33

Is this the best way to get a webpage when scraping?

HttpWebRequest oReq = (HttpWebRequest)WebRequest.Create(url);
HttpWebResponse resp = (HttpWebResponse)oReq.GetResponse();

var doc = new HtmlAgilityPack.HtmlDocument();

doc.Load(resp.GetResponseStream());
var element = doc.GetElementbyId("//start-left");
var element2 = doc.DocumentNode.SelectSingleNode("//body");
string html = doc.DocumentNode.OuterHtml;

I've seen HtmlWeb().Load to get a webpage. Is that a better alternative to load and the scrape the webpage?


Ok i'll try that instead.

HtmlDocument doc = web.Load(url);

Now when i got my doc and didn't get so mutch properties. No one like SelectSingleNode. The only one I can use is GetElementById, and that works but I whant to get a class.

| EXTRACTED INFORMATION |
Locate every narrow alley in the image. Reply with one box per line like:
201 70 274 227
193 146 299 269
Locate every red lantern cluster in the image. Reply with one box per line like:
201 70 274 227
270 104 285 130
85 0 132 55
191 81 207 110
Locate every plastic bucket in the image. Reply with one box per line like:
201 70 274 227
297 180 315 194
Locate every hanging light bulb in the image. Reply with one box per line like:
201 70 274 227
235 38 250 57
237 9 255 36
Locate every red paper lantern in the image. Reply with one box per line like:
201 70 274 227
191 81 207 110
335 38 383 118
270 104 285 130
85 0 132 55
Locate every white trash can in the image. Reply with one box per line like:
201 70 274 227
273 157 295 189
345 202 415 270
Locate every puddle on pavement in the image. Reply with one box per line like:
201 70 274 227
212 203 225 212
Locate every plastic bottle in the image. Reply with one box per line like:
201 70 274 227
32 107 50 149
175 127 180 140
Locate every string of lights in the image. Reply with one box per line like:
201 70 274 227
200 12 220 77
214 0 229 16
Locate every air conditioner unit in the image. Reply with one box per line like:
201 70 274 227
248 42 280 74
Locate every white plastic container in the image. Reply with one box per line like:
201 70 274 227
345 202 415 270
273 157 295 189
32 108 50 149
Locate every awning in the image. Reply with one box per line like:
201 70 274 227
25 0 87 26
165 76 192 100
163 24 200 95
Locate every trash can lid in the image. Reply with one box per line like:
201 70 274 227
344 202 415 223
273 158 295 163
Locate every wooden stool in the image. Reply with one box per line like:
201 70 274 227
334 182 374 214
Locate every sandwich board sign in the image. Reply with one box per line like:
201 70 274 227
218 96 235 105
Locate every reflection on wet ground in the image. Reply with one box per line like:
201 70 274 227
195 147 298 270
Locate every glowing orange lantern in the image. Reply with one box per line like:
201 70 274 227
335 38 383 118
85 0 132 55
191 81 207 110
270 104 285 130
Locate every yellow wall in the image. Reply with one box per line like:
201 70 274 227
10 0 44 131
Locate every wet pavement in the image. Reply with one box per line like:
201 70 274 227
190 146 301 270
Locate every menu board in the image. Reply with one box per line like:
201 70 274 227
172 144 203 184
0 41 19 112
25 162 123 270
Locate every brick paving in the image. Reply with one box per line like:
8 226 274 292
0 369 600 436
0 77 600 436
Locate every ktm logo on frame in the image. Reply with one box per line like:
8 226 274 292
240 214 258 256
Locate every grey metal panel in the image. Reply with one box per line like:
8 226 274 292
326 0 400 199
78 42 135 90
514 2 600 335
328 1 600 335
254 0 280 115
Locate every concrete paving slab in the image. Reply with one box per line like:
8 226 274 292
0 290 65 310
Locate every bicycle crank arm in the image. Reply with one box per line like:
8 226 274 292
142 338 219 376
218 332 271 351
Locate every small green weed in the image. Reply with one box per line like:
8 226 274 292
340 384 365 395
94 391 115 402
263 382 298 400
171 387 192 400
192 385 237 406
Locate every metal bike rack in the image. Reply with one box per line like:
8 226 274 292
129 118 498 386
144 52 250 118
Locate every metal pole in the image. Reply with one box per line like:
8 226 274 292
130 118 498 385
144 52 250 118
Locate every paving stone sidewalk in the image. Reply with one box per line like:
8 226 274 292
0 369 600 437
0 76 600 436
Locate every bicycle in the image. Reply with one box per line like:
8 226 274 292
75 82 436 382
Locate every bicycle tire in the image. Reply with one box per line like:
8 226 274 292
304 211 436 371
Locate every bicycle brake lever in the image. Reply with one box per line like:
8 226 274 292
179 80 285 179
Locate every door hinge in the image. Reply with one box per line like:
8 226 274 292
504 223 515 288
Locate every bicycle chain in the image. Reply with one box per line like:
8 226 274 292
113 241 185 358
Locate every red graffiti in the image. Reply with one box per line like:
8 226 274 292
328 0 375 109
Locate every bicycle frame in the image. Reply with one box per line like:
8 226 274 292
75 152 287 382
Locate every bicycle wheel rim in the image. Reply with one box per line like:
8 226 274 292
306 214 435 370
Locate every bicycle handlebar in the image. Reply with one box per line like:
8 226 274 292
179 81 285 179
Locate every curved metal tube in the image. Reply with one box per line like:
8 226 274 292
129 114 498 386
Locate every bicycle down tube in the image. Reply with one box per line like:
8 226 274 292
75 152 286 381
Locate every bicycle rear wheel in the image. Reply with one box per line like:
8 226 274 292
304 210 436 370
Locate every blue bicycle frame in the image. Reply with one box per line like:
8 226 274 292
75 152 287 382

| TASK SET |
[1] According to the scraping thread, what has the poster seen used to get a webpage?
[2] Copy the passage of the scraping thread starting at "Ok i'll try" and ending at "get a class.".
[3] Translate this sentence from the scraping thread into Spanish: "Is this the best way to get a webpage when scraping?"
The records are separate material, unrelated to the scraping thread.

| THE RESULTS |
[1] HtmlWeb().Load

[2]
Ok i'll try that instead.

HtmlDocument doc = web.Load(url);

Now when i got my doc and didn't get so mutch properties. No one like SelectSingleNode. The only one I can use is GetElementById, and that works but I whant to get a class.

[3] ¿Es esta la mejor manera de obtener una página web al hacer scraping?